§ Kutipan Teks:
Belasan surat tiba di Sekretariat KontraS Aceh, dan kemudian ditempel di sebuah papan. Surat dikirim dari warga yang sebelumnya menjadi korban langsung dari konflik Aceh. Ada perempuan kehilangan suami, ada anak kehilangan ayah. Isi surat sebagian besar sama, mereka masih bermimpi akan adanya perhatian dan kepedulian dari pemerintah untuk mereka, paling tidak pemulihan hak-hak korban.
Salah satu surat itu berasal dari Ema, warga Bener Meriah. Isinya selain sedikit flashback masa lalu, ia juga menekankan agar bisa memberi perhatian kepada semua korban konflik, tidak hanya mengumpulkan data-data saja, dan data itu hanya dimanfaatkan untuk kepentingan pribadi, bukan dengan sigap memulihkan kondisi korban.
“ Kehadiran pemerintah memang sudah ada, namun kehadiran mereka seolah hanya mementingkan data kami, tanpa ada tindak lanjutnya yang jelas, tapi kami tetap berusaha untuk bisa bangkit tanpa harus berharap kepada siapapun, kami sekeluarga harus bangkit dari keterpurukan,” isi sebagian dari surat Ema.
Ema, membacakannya langsung dihadapan pengunjung kegiatan Letter of Hope di Sekretariat KontraS Aceh, Sabtu lalu.
Letter of Hope, memang kegiatan mengingat 17 tahun Damai Aceh, namun khusus ditujukan pada generasi muda, agar mereka bisa memahami sejarah yang pernah terjadi di Aceh.
Pada aksi Letter of Hope, Koordinator KontraS, Hendra Saputra,masih banyak pekerjaan rumah yang harus diselesaikan oleh pemerintah untuk memulihkan hak-hak korban konflik di Aceh. “Sudah 17 tahun, seharusnya 2/3 bagian dari upaya pemulihan itu sudah selesai, tinggal menyelesaikan sisanya saja, tapi ini justru masih banyak pekerjaan rumah yang masih menumpuk belum diselesaikan,” jelas Hendra.

§ Data Mentah:
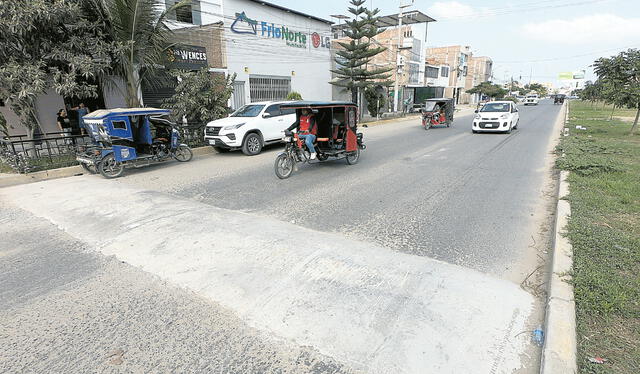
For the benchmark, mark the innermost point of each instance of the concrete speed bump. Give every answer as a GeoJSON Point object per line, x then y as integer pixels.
{"type": "Point", "coordinates": [370, 308]}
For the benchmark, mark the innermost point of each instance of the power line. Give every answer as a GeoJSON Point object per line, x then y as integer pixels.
{"type": "Point", "coordinates": [561, 58]}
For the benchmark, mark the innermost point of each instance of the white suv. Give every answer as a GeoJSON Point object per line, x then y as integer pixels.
{"type": "Point", "coordinates": [531, 100]}
{"type": "Point", "coordinates": [250, 127]}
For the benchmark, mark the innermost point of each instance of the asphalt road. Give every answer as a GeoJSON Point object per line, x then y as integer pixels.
{"type": "Point", "coordinates": [474, 200]}
{"type": "Point", "coordinates": [468, 199]}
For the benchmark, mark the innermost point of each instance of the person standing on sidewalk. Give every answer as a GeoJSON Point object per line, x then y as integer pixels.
{"type": "Point", "coordinates": [81, 111]}
{"type": "Point", "coordinates": [63, 122]}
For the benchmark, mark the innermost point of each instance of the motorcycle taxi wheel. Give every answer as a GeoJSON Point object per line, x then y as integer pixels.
{"type": "Point", "coordinates": [353, 157]}
{"type": "Point", "coordinates": [183, 153]}
{"type": "Point", "coordinates": [110, 168]}
{"type": "Point", "coordinates": [284, 166]}
{"type": "Point", "coordinates": [90, 169]}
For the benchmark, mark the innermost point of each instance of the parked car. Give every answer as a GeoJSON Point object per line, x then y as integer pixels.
{"type": "Point", "coordinates": [531, 100]}
{"type": "Point", "coordinates": [496, 116]}
{"type": "Point", "coordinates": [250, 128]}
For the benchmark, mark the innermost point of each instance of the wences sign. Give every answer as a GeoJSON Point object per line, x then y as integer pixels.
{"type": "Point", "coordinates": [186, 57]}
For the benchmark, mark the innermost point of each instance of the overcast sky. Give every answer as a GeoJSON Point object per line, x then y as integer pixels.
{"type": "Point", "coordinates": [517, 35]}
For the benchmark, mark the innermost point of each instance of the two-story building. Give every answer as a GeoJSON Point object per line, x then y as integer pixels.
{"type": "Point", "coordinates": [272, 50]}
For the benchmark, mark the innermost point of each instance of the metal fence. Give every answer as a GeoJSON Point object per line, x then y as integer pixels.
{"type": "Point", "coordinates": [58, 149]}
{"type": "Point", "coordinates": [47, 151]}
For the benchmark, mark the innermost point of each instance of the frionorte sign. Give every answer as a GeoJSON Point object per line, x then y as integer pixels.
{"type": "Point", "coordinates": [245, 25]}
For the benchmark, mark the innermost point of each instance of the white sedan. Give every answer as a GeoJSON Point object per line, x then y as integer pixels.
{"type": "Point", "coordinates": [496, 116]}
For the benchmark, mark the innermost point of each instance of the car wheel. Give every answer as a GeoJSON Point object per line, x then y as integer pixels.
{"type": "Point", "coordinates": [221, 150]}
{"type": "Point", "coordinates": [183, 153]}
{"type": "Point", "coordinates": [252, 144]}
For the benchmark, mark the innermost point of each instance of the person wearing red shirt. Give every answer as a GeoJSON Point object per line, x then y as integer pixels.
{"type": "Point", "coordinates": [307, 129]}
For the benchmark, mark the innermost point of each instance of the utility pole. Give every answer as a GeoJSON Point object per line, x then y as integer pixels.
{"type": "Point", "coordinates": [396, 88]}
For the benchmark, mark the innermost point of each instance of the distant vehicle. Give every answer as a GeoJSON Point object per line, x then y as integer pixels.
{"type": "Point", "coordinates": [437, 112]}
{"type": "Point", "coordinates": [250, 128]}
{"type": "Point", "coordinates": [531, 100]}
{"type": "Point", "coordinates": [416, 108]}
{"type": "Point", "coordinates": [558, 99]}
{"type": "Point", "coordinates": [336, 131]}
{"type": "Point", "coordinates": [496, 116]}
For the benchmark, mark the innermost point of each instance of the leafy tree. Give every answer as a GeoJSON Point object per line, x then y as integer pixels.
{"type": "Point", "coordinates": [4, 130]}
{"type": "Point", "coordinates": [375, 100]}
{"type": "Point", "coordinates": [139, 26]}
{"type": "Point", "coordinates": [200, 96]}
{"type": "Point", "coordinates": [620, 76]}
{"type": "Point", "coordinates": [293, 95]}
{"type": "Point", "coordinates": [49, 45]}
{"type": "Point", "coordinates": [353, 57]}
{"type": "Point", "coordinates": [488, 89]}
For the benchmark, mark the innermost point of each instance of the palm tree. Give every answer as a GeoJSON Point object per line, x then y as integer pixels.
{"type": "Point", "coordinates": [138, 28]}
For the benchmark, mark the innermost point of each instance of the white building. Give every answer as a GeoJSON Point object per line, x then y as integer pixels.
{"type": "Point", "coordinates": [272, 50]}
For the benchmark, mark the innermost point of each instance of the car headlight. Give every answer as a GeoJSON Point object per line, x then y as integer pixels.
{"type": "Point", "coordinates": [233, 127]}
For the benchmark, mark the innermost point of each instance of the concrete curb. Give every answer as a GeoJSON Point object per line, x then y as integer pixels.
{"type": "Point", "coordinates": [7, 180]}
{"type": "Point", "coordinates": [560, 347]}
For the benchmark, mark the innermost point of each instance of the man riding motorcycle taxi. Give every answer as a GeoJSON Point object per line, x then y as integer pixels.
{"type": "Point", "coordinates": [307, 129]}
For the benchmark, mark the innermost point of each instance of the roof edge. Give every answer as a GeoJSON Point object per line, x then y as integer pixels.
{"type": "Point", "coordinates": [280, 7]}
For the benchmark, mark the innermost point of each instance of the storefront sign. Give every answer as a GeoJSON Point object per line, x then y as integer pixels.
{"type": "Point", "coordinates": [320, 41]}
{"type": "Point", "coordinates": [245, 25]}
{"type": "Point", "coordinates": [186, 57]}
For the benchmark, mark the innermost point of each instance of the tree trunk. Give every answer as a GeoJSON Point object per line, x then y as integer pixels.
{"type": "Point", "coordinates": [612, 110]}
{"type": "Point", "coordinates": [635, 122]}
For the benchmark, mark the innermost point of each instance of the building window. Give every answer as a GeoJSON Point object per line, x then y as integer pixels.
{"type": "Point", "coordinates": [432, 72]}
{"type": "Point", "coordinates": [265, 88]}
{"type": "Point", "coordinates": [189, 13]}
{"type": "Point", "coordinates": [184, 14]}
{"type": "Point", "coordinates": [121, 125]}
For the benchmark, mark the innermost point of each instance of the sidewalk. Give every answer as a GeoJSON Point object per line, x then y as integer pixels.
{"type": "Point", "coordinates": [378, 310]}
{"type": "Point", "coordinates": [7, 180]}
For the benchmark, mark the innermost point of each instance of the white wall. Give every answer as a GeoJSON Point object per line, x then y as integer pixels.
{"type": "Point", "coordinates": [263, 55]}
{"type": "Point", "coordinates": [47, 107]}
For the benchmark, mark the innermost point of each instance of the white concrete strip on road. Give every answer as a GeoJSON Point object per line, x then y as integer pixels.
{"type": "Point", "coordinates": [560, 348]}
{"type": "Point", "coordinates": [374, 309]}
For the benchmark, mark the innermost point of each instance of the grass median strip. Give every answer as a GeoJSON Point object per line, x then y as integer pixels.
{"type": "Point", "coordinates": [604, 229]}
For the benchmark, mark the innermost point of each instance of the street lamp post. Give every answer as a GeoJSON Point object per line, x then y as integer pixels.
{"type": "Point", "coordinates": [397, 84]}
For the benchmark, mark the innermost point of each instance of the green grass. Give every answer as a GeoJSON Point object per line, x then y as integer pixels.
{"type": "Point", "coordinates": [604, 230]}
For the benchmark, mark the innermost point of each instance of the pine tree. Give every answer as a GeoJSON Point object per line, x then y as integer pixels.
{"type": "Point", "coordinates": [353, 58]}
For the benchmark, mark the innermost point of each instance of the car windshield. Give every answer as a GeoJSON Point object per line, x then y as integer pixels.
{"type": "Point", "coordinates": [496, 107]}
{"type": "Point", "coordinates": [248, 111]}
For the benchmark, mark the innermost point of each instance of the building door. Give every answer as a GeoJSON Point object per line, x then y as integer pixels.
{"type": "Point", "coordinates": [268, 87]}
{"type": "Point", "coordinates": [238, 94]}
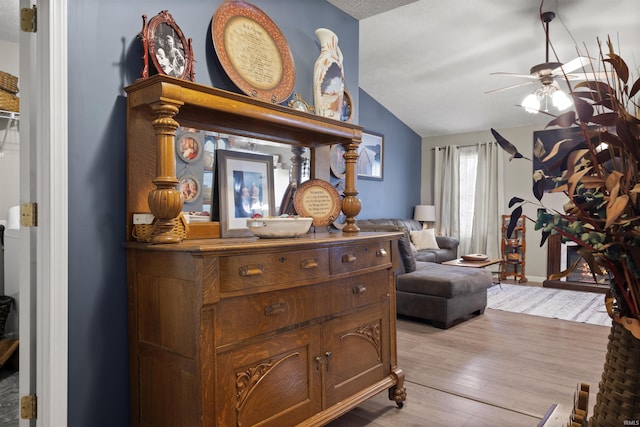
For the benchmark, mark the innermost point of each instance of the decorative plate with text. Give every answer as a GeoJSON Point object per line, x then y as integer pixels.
{"type": "Point", "coordinates": [253, 51]}
{"type": "Point", "coordinates": [318, 199]}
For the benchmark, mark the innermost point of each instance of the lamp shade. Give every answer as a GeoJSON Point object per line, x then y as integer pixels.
{"type": "Point", "coordinates": [424, 213]}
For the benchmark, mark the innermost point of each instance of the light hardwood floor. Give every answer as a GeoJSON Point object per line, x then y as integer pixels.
{"type": "Point", "coordinates": [497, 369]}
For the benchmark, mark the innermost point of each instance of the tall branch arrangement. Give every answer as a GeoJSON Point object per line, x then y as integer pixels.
{"type": "Point", "coordinates": [601, 181]}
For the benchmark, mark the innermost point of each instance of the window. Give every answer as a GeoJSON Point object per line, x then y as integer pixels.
{"type": "Point", "coordinates": [468, 163]}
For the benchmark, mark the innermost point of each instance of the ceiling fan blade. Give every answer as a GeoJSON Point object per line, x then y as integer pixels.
{"type": "Point", "coordinates": [599, 75]}
{"type": "Point", "coordinates": [572, 65]}
{"type": "Point", "coordinates": [509, 87]}
{"type": "Point", "coordinates": [526, 76]}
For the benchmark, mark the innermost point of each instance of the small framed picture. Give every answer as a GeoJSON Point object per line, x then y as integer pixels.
{"type": "Point", "coordinates": [164, 43]}
{"type": "Point", "coordinates": [189, 187]}
{"type": "Point", "coordinates": [347, 106]}
{"type": "Point", "coordinates": [370, 156]}
{"type": "Point", "coordinates": [189, 148]}
{"type": "Point", "coordinates": [245, 188]}
{"type": "Point", "coordinates": [338, 163]}
{"type": "Point", "coordinates": [300, 104]}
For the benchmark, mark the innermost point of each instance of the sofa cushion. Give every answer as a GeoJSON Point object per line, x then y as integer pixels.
{"type": "Point", "coordinates": [445, 281]}
{"type": "Point", "coordinates": [404, 244]}
{"type": "Point", "coordinates": [424, 239]}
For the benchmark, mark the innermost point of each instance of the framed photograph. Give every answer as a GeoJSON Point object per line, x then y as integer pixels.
{"type": "Point", "coordinates": [164, 43]}
{"type": "Point", "coordinates": [370, 156]}
{"type": "Point", "coordinates": [245, 188]}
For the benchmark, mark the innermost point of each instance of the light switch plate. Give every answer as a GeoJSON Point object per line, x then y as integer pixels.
{"type": "Point", "coordinates": [143, 218]}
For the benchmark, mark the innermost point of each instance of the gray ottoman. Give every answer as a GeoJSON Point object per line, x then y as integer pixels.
{"type": "Point", "coordinates": [441, 293]}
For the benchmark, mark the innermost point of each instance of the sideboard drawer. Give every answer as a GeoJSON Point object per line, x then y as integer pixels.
{"type": "Point", "coordinates": [253, 271]}
{"type": "Point", "coordinates": [242, 317]}
{"type": "Point", "coordinates": [355, 257]}
{"type": "Point", "coordinates": [361, 290]}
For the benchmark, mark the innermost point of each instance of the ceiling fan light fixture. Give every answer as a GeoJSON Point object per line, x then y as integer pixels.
{"type": "Point", "coordinates": [560, 100]}
{"type": "Point", "coordinates": [531, 103]}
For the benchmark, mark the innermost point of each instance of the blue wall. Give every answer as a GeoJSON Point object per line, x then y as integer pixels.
{"type": "Point", "coordinates": [104, 57]}
{"type": "Point", "coordinates": [399, 192]}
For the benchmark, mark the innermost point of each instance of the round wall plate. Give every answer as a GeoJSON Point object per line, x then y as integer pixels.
{"type": "Point", "coordinates": [319, 200]}
{"type": "Point", "coordinates": [253, 51]}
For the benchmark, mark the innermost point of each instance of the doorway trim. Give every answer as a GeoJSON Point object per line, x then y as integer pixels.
{"type": "Point", "coordinates": [44, 166]}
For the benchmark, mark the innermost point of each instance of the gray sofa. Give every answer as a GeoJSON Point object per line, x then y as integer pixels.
{"type": "Point", "coordinates": [448, 245]}
{"type": "Point", "coordinates": [427, 290]}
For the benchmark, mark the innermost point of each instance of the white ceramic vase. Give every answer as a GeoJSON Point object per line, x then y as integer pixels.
{"type": "Point", "coordinates": [328, 76]}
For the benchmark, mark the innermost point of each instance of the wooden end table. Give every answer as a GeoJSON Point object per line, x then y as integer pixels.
{"type": "Point", "coordinates": [477, 264]}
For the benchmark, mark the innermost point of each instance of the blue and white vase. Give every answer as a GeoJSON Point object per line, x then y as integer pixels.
{"type": "Point", "coordinates": [328, 76]}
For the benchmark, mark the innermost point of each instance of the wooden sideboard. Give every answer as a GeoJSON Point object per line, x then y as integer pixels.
{"type": "Point", "coordinates": [243, 332]}
{"type": "Point", "coordinates": [246, 331]}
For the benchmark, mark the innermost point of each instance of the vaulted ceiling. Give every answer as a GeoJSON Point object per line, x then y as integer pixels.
{"type": "Point", "coordinates": [429, 61]}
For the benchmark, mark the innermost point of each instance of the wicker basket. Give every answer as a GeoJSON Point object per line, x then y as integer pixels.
{"type": "Point", "coordinates": [8, 82]}
{"type": "Point", "coordinates": [618, 399]}
{"type": "Point", "coordinates": [144, 232]}
{"type": "Point", "coordinates": [9, 102]}
{"type": "Point", "coordinates": [5, 307]}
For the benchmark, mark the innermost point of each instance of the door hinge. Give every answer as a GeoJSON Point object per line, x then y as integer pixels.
{"type": "Point", "coordinates": [29, 19]}
{"type": "Point", "coordinates": [29, 407]}
{"type": "Point", "coordinates": [29, 214]}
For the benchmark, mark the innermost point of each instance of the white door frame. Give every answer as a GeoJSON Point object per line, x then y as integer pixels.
{"type": "Point", "coordinates": [44, 180]}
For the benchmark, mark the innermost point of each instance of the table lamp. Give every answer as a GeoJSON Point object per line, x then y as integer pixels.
{"type": "Point", "coordinates": [424, 214]}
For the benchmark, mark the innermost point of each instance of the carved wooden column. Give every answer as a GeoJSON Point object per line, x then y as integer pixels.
{"type": "Point", "coordinates": [351, 203]}
{"type": "Point", "coordinates": [165, 202]}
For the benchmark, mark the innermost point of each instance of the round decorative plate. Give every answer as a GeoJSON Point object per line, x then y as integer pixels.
{"type": "Point", "coordinates": [253, 51]}
{"type": "Point", "coordinates": [319, 200]}
{"type": "Point", "coordinates": [475, 257]}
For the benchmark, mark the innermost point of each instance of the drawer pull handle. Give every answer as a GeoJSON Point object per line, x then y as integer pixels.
{"type": "Point", "coordinates": [348, 258]}
{"type": "Point", "coordinates": [308, 264]}
{"type": "Point", "coordinates": [251, 270]}
{"type": "Point", "coordinates": [359, 289]}
{"type": "Point", "coordinates": [274, 309]}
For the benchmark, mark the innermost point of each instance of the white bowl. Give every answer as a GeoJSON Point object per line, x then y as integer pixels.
{"type": "Point", "coordinates": [279, 227]}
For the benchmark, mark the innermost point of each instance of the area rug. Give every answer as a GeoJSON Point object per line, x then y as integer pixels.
{"type": "Point", "coordinates": [576, 306]}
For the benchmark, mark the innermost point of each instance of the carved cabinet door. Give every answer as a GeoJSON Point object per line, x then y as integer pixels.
{"type": "Point", "coordinates": [273, 382]}
{"type": "Point", "coordinates": [356, 351]}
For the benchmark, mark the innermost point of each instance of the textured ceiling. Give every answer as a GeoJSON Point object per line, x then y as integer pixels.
{"type": "Point", "coordinates": [361, 9]}
{"type": "Point", "coordinates": [429, 61]}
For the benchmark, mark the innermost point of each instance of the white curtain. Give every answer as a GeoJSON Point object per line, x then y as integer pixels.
{"type": "Point", "coordinates": [446, 190]}
{"type": "Point", "coordinates": [469, 196]}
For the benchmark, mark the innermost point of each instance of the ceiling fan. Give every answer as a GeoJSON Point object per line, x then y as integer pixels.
{"type": "Point", "coordinates": [546, 73]}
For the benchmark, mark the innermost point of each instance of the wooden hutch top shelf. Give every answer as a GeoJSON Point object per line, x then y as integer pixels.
{"type": "Point", "coordinates": [157, 106]}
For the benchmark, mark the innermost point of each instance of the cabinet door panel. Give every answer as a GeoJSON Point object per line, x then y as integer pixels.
{"type": "Point", "coordinates": [274, 382]}
{"type": "Point", "coordinates": [359, 351]}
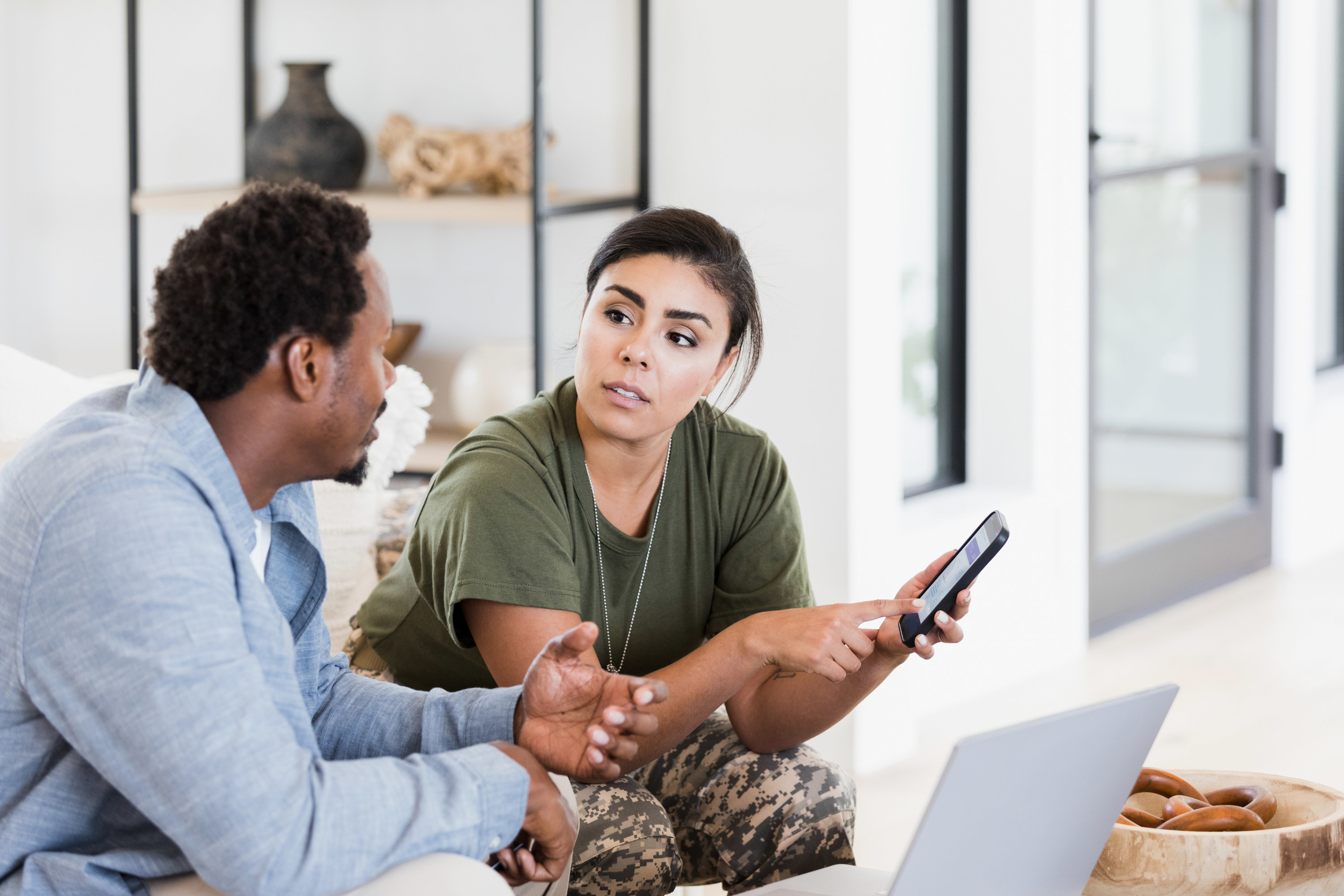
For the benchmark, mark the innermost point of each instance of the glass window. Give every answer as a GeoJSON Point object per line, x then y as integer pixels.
{"type": "Point", "coordinates": [932, 166]}
{"type": "Point", "coordinates": [1174, 215]}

§ Latihan: Ringkas teks tentang surat-surat korban konflik Aceh dalam dua kalimat.

§ Hasil Tugas: Belasan surat dari warga yang menjadi korban langsung konflik Aceh tiba di Sekretariat KontraS Aceh dan ditempel di papan, sebagian besar berisi harapan akan perhatian pemerintah dan pemulihan hak-hak korban, termasuk surat Ema dari Bener Meriah yang ia bacakan sendiri dalam kegiatan Letter of Hope. Kegiatan yang mengingat 17 tahun Damai Aceh itu ditujukan bagi generasi muda, dan menurut Koordinator KontraS, Hendra Saputra, pemerintah masih punya banyak pekerjaan rumah untuk memulihkan hak-hak korban konflik di Aceh.